Activity list:
1. In the COVID-19 analysis, why does the author expect the conclusions to be correct? Answer in one to three sentences.
2. Answer these questions from the COVID-19 analysis:
(a) When was the new disease identified?
(b) How large is the virus in diameter?
(c) In what does the infection leave the body?
3. Continue the COVID-19 analysis from the point where it stops.

Document section:
______________________________
Governments have issued a lot of advice and have introduced many regulations in response to the COVID-19 pandemic caused by coronavirus SARS-CoV-2. Most of the time, the governments also tried to explain what they are trying to achieve. However, watching press conferences I have not heard much explanation of how the measures are supposed to work. Below, I present an analysis based on common sense, basic laws of physics, chemistry and biology, and easily looked-up information. Since the premises are firm, everything that I conclude should be correct, as long and I avoid all the logical fallacies. If you find any, please let me know. (You can find my address at the bottom of this page.)

1 Basic information

In December 2019, a new disease, now labelled COVID-19, was identified. It is caused by a coronavirus SARS-CoV-2. The genetic information of this virus is carried in RNA, which is enveloped in a membrane that is covered in glycoproteins. They are 60 to 140 nm in diameter. The RNA carries information that the virus needs to replicate itself inside a cell. The glycoproteins interact with receptors on cells and help the virus to enter.

Once a person is infected, the coronavirus multiplies in their body and the person becomes infectious. The infection exits the body in body fluids. The virus enters new hosts mainly through mouth, nose and eyes, possibly damaged skin or other body orifices.
______________________________
The data:
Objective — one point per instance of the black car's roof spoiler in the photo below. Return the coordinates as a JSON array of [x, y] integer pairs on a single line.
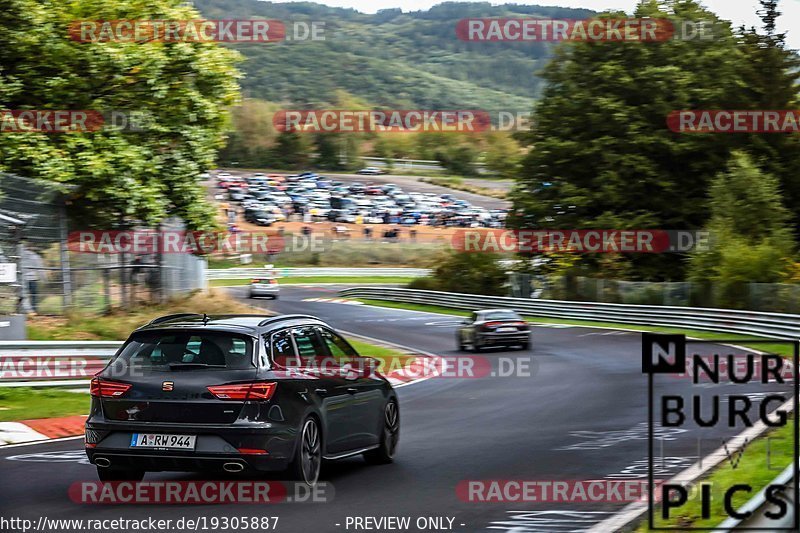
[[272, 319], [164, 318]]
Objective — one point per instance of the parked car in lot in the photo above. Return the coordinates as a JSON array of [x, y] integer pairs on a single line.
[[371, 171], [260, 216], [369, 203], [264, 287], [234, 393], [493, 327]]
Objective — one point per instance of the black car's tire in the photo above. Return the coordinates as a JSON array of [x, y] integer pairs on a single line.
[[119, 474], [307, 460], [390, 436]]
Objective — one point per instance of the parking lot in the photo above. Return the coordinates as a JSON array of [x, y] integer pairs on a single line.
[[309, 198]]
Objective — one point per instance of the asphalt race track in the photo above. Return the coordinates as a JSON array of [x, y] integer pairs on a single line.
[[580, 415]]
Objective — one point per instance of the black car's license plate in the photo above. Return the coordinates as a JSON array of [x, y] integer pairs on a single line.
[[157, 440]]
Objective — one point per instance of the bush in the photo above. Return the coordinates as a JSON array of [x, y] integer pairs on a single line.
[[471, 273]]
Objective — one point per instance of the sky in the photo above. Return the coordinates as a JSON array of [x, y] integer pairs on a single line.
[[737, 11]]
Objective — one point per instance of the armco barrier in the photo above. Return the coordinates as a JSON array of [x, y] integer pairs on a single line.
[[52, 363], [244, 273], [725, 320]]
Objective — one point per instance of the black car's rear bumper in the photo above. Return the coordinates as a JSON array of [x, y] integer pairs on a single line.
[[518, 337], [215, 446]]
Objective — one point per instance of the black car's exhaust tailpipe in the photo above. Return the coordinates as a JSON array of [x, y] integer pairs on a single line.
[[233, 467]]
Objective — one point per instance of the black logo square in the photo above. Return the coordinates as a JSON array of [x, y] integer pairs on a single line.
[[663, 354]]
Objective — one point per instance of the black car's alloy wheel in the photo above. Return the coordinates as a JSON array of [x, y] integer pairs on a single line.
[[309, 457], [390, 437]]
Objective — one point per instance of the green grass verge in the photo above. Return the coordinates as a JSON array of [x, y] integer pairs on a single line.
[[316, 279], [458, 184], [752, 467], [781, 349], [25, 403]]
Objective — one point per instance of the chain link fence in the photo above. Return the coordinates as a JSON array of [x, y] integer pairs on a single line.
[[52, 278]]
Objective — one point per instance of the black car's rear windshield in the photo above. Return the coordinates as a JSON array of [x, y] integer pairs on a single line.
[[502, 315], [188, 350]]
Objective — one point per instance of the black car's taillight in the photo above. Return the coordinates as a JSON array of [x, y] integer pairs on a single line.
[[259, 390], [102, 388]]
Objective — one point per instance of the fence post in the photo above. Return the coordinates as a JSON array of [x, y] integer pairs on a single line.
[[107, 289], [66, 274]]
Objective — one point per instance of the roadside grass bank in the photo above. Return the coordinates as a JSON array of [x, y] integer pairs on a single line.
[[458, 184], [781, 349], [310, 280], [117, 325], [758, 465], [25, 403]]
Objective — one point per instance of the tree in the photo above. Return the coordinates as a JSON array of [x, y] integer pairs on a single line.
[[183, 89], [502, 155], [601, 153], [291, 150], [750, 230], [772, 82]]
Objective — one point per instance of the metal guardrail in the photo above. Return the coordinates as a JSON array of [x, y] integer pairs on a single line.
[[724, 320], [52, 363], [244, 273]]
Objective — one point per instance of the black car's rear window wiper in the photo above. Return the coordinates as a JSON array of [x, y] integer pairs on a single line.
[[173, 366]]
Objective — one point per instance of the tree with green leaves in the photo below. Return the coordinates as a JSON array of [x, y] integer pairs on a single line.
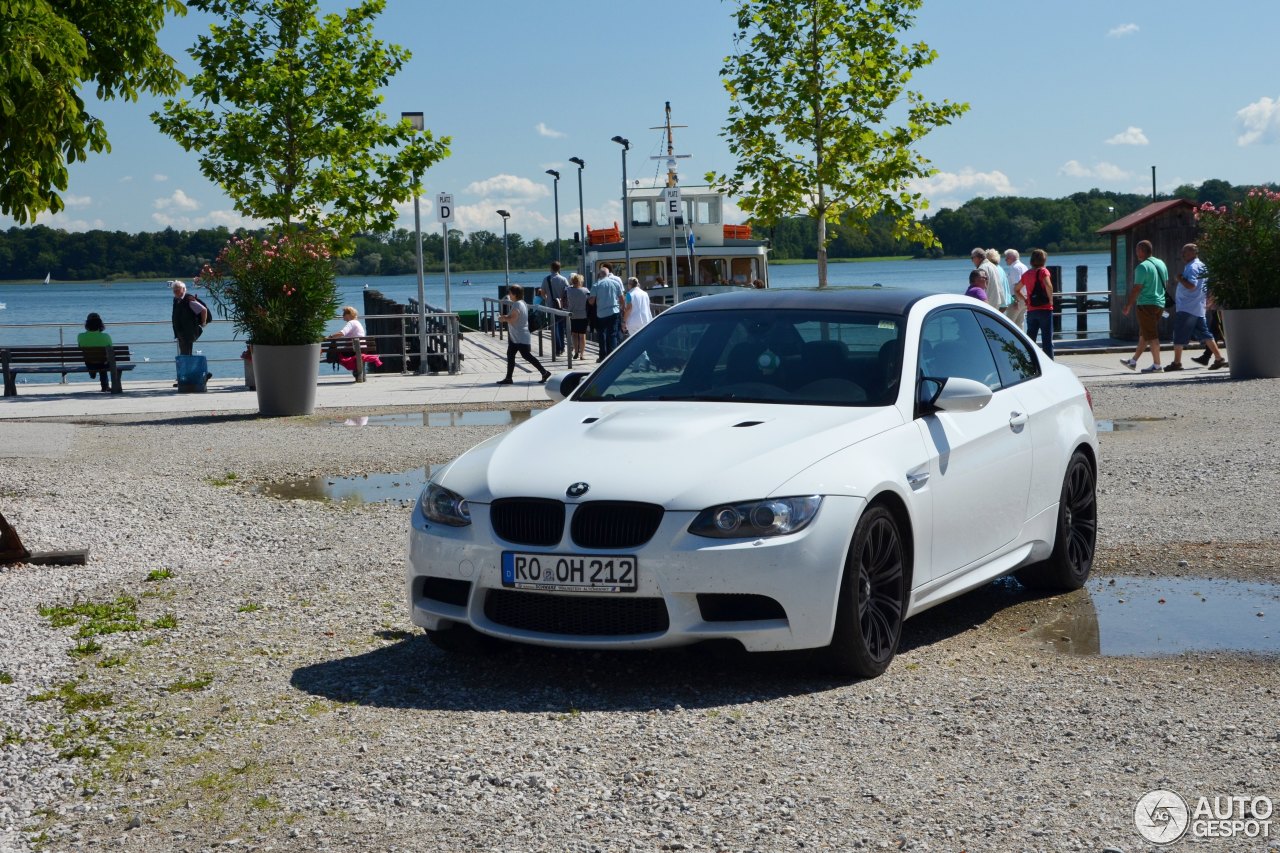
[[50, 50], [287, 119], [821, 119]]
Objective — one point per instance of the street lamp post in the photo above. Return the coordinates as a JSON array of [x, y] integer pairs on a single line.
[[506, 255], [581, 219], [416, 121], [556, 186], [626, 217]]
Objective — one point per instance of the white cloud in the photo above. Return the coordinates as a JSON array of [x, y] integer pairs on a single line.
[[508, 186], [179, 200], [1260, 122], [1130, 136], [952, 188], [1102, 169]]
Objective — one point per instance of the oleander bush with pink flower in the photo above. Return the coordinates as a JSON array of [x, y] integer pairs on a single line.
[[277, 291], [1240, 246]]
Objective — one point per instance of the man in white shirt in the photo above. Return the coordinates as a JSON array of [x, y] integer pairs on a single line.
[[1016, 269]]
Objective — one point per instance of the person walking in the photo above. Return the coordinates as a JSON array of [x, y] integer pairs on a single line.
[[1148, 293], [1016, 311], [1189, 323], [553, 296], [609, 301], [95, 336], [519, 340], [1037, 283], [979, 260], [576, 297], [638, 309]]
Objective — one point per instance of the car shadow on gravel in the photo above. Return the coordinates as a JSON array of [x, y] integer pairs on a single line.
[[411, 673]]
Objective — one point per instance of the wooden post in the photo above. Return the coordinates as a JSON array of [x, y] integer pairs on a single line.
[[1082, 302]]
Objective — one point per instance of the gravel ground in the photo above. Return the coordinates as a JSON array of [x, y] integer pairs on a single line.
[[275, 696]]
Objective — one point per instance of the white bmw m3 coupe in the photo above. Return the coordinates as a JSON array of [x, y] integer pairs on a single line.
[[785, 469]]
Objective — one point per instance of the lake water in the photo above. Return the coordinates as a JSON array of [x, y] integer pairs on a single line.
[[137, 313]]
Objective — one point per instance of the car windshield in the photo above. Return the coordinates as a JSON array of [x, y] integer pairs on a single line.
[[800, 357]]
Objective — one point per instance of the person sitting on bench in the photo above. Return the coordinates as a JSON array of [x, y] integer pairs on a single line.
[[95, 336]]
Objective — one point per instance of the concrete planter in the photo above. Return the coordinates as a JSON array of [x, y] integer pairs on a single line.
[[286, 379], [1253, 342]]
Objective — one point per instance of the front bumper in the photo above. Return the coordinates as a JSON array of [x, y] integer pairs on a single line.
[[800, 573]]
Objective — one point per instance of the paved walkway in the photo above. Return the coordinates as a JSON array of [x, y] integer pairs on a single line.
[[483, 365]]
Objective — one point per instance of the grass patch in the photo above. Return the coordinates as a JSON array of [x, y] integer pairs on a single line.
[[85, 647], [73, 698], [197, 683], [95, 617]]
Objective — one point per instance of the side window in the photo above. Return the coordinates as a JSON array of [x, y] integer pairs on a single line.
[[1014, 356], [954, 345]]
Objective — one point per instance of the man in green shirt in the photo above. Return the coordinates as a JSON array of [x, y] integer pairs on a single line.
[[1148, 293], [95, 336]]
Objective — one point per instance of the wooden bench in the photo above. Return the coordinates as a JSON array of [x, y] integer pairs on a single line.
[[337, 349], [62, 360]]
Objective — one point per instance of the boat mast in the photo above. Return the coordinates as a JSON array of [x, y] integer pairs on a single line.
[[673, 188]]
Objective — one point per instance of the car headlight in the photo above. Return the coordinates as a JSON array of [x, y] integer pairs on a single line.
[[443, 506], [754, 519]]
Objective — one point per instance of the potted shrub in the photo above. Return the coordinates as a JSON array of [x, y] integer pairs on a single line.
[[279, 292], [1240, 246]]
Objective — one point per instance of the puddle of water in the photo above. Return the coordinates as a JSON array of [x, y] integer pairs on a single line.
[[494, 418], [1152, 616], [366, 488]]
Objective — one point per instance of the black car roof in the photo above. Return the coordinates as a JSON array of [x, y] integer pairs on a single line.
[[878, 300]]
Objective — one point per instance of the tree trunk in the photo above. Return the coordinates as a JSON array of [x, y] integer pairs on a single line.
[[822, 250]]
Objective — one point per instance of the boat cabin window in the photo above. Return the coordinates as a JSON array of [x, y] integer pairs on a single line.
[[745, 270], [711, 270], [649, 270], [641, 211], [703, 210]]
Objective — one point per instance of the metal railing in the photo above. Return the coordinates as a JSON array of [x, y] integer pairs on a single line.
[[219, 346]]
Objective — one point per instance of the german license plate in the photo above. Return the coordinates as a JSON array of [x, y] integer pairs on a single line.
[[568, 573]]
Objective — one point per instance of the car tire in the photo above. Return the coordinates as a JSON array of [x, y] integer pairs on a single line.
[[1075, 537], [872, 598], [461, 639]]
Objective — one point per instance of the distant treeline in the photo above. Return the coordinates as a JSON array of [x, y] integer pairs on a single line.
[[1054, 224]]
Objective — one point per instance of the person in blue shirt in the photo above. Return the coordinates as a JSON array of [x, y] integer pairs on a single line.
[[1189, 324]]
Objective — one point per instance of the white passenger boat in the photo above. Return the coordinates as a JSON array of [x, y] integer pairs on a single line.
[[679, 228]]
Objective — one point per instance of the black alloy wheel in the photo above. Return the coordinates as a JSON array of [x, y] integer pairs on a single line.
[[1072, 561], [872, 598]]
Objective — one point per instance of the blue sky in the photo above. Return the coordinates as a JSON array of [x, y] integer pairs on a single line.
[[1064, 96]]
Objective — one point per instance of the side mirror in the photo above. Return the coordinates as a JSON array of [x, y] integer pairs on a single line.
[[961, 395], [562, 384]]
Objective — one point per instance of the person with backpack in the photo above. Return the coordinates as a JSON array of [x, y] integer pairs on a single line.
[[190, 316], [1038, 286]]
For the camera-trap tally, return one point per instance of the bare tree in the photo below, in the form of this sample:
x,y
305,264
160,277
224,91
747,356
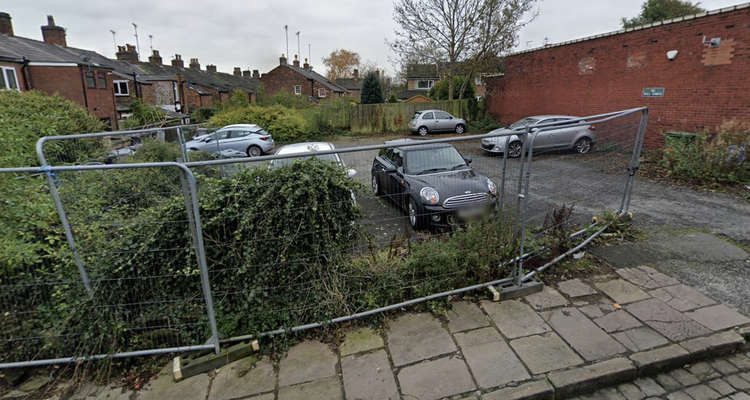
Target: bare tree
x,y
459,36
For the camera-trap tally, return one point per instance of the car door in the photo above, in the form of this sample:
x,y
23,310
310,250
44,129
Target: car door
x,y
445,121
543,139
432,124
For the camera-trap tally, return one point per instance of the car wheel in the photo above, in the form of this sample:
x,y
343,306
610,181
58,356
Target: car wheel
______________________________
Answers by item:
1. The author says the analysis rests on firm premises: common sense, basic laws of physics, chemistry and biology, and information that is easy to look up. So the conclusions should be correct as long as the author avoids all logical fallacies.

2.
(a) December 2019
(b) 60 to 140 nm
(c) Body fluids

3.
2 Probability of being infected

Statistics and assessing probabilities is one of the places, where common sense tricks us more than it helps us. However, we should be able to identify what increases or decreases the probability.

During exposure there are three main factors that affect the probability of infection happening:

  • Susceptibility of the person
  • Point of entry of the virus
  • Amount of the virus

I am not going to discuss points one and two. Point one we cannot usually affect, unless there is a vaccine. And it is hard to imagine that you can choose the point of entry for the virus. If you had the choice, you would prevent it from entering from as many point as you can. However, with the amount of virus, it is safe to say that the more virus we get exposed to, the more likely we are to get infected.

I must emphasise that this is all playing a probabilistic game. You cannot eliminate the probability of being infected completely,1 just like you cannot be absolutely sure that you got infected (immediately after the event).

3 What destroys the virus?

Let us begin lightly with a comic that, however, has an important message.

xkcd comic: Cells

I am going to consider what kills the virus outside of the human body, which has completely different requirements to killing it inside (which should be done only by immune systems and approved medicinal drugs).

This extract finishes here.